> [WRITTEN REQUEST]: Copy out all of the entries below word for word, leaving the pictures out of your answer.

> [THE DATA]:
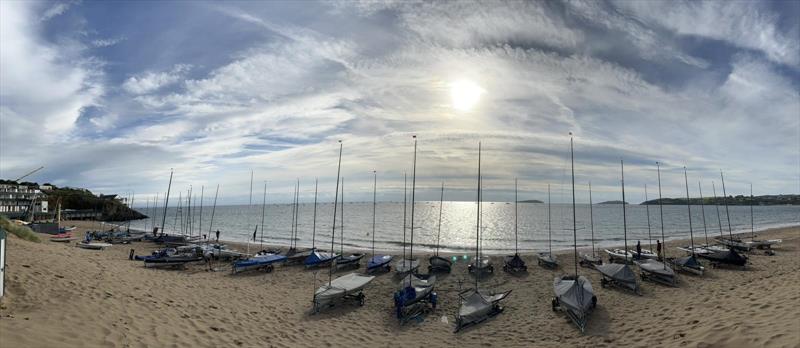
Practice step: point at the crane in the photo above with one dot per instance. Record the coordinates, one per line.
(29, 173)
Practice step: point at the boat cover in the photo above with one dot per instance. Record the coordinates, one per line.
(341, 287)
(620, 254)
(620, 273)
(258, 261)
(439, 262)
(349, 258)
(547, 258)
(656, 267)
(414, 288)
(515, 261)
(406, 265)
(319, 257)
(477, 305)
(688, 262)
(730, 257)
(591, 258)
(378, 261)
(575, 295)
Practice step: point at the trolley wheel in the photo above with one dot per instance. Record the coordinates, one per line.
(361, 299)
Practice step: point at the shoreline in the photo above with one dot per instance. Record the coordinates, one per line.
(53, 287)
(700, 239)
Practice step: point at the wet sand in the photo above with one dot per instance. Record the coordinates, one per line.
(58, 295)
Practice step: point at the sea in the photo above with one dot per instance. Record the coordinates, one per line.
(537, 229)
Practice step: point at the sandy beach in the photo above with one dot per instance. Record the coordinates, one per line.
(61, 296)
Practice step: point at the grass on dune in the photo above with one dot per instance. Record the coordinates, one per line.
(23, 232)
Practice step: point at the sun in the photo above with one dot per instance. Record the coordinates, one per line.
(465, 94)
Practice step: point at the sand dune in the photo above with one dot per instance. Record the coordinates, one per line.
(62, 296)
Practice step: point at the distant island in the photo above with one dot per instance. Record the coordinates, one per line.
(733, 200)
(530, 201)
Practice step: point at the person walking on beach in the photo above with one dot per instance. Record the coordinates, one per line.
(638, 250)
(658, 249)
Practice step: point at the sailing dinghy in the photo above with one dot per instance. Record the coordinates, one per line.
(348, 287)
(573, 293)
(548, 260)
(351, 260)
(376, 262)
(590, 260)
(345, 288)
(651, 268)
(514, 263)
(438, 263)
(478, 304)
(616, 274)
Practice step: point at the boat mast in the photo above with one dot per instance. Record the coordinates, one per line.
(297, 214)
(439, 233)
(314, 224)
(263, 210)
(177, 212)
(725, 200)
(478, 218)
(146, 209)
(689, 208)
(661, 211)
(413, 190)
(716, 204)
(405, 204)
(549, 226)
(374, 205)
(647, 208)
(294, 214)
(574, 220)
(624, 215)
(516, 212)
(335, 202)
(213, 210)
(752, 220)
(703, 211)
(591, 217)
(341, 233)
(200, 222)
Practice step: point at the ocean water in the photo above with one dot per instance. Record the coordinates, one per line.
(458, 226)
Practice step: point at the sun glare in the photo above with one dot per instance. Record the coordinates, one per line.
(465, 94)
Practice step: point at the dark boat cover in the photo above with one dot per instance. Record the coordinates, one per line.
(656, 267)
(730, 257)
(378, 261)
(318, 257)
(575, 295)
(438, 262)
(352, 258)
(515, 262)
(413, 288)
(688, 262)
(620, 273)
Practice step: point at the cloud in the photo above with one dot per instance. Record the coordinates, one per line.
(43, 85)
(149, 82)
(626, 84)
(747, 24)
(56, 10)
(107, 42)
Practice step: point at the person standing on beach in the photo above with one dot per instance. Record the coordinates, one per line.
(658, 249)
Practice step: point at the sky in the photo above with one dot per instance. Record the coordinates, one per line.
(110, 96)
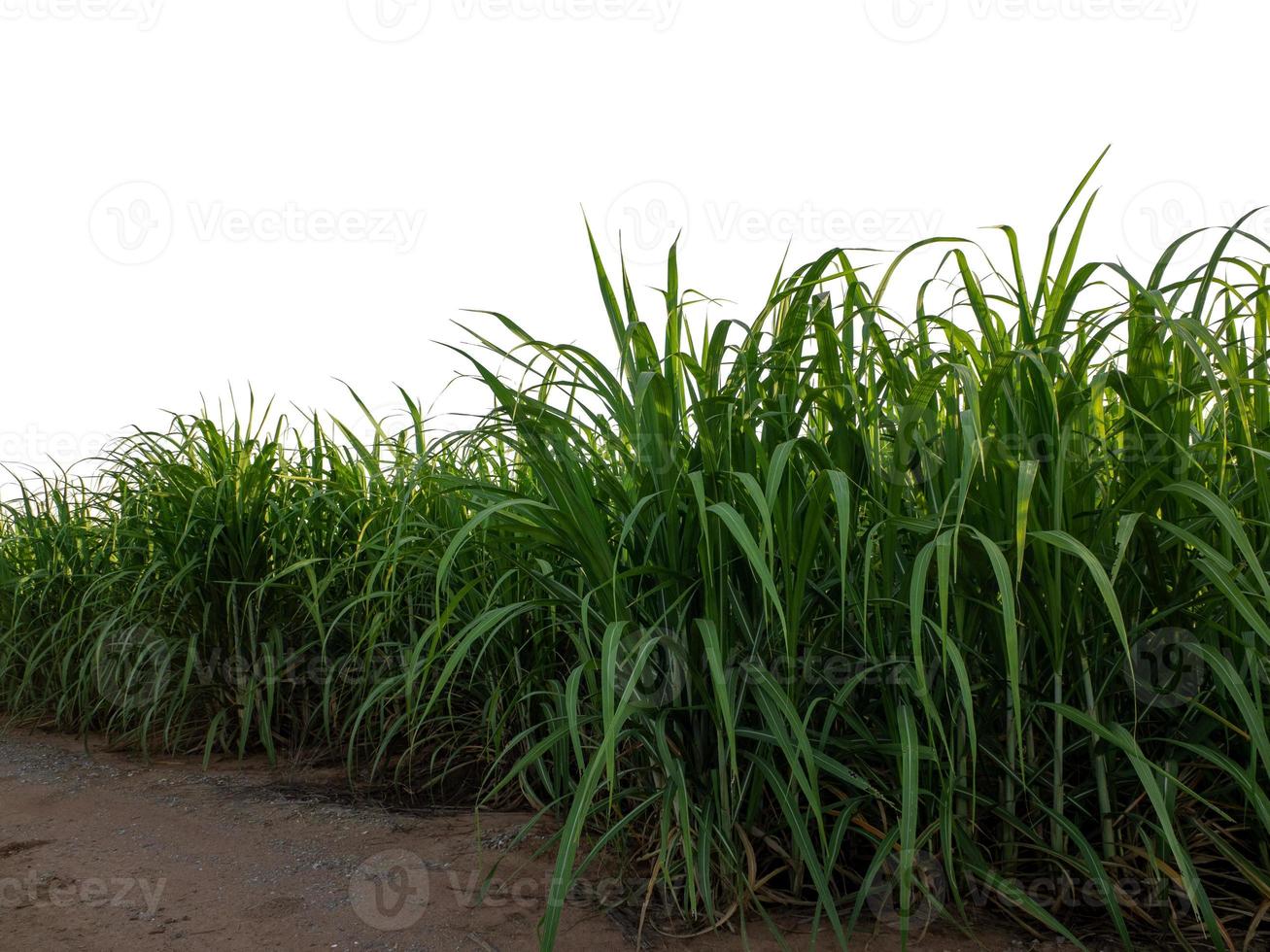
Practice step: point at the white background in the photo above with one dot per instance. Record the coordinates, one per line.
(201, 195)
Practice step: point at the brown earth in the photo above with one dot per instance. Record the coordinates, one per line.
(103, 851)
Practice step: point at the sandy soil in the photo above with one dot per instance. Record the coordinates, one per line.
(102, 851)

> [FINISHED TASK]:
Practice step: point at the crane in the photo above with one dot per instance. Record the coordinates, one per line.
(29, 173)
Practice step: point at the boat cover in the photo above with one dot per instance. Record the coordinates, one per line.
(341, 287)
(620, 254)
(620, 273)
(258, 261)
(439, 262)
(349, 258)
(547, 258)
(656, 267)
(414, 288)
(515, 261)
(406, 265)
(319, 257)
(477, 305)
(688, 262)
(730, 257)
(591, 258)
(378, 261)
(575, 295)
Practice step: point at the trolley wheel in the photo above with one dot per instance. Record the coordinates, one per line.
(361, 299)
Practice step: point at the shoreline in the photo above with one dot per instance. Record the coordinates, one per line.
(53, 287)
(700, 239)
Practice step: point at the wet sand in the photo above with one dot per instance. Record the coordinates, one per line.
(58, 295)
Practice step: point at the sea in the photo above with one dot per instance. Record the coordinates, one per line.
(537, 229)
Practice step: point at the sandy beach in the photo above with one dot per instance. Record the coordinates, one per line.
(61, 296)
Practice step: point at the grass on dune in the photo above with one dot per instance. Record the coordinates, one per line.
(23, 232)
Practice step: point at the sun in the photo above with one dot per instance. Record the coordinates, one per line.
(465, 94)
Practice step: point at the sand dune in the photo above with one dot per instance. Record the coordinates, one per line.
(62, 296)
Practice step: point at the distant island in the photo above with one dot per instance. Record the coordinates, one per line.
(733, 200)
(530, 201)
Practice step: point at the person walking on beach in the photo above with one dot per instance. Record the coordinates, one per line.
(638, 250)
(658, 249)
Practice step: point at the sailing dinghy in the photo above with one dot per instance. Record the coordinates, one per line.
(348, 287)
(573, 293)
(548, 260)
(351, 260)
(376, 262)
(590, 260)
(345, 288)
(651, 268)
(514, 263)
(438, 263)
(478, 304)
(616, 274)
Practice step: point at the boat mast in the photo above with one dot per instance. Record the coordinates, one per line.
(297, 214)
(439, 233)
(314, 224)
(263, 210)
(177, 212)
(725, 200)
(478, 218)
(146, 209)
(689, 208)
(661, 211)
(413, 190)
(716, 204)
(405, 204)
(549, 226)
(374, 205)
(647, 208)
(294, 214)
(574, 220)
(624, 215)
(516, 212)
(335, 202)
(213, 210)
(752, 220)
(703, 211)
(591, 217)
(341, 233)
(200, 222)
Practice step: point at the ocean water in the photo above with one dot per instance. Record the coordinates, one per line.
(458, 226)
Practice step: point at the sun glare in the photo above with one dot per instance. Record the coordinates, one per line.
(465, 94)
Practice step: point at the dark boat cover in the photo above with one dot per instance. Record the coordinates, one per line.
(656, 267)
(730, 257)
(378, 261)
(318, 257)
(575, 295)
(438, 262)
(352, 258)
(515, 262)
(413, 288)
(688, 262)
(620, 273)
Practice step: point at the cloud in the photo above with one dot per instance. Record the coordinates, one per line.
(43, 85)
(149, 82)
(626, 84)
(747, 24)
(56, 10)
(107, 42)
Practice step: point at the person standing on beach in the photo above with one dot per instance. Record the coordinates, one per line.
(658, 249)
Practice step: point at the sky in the photo above with one dot per instance. Record the coordinates, one per line.
(110, 96)
Practice step: point at the white background in the photo above with one dot per instance. Record the coordinates, one per line.
(201, 195)
Practice step: point at the brown earth in the photo above with one dot per instance. Record the coordinates, one per line.
(103, 851)
Practice step: point at the sandy soil in the photo above with one dot per instance. Record the coordinates, one per line.
(102, 851)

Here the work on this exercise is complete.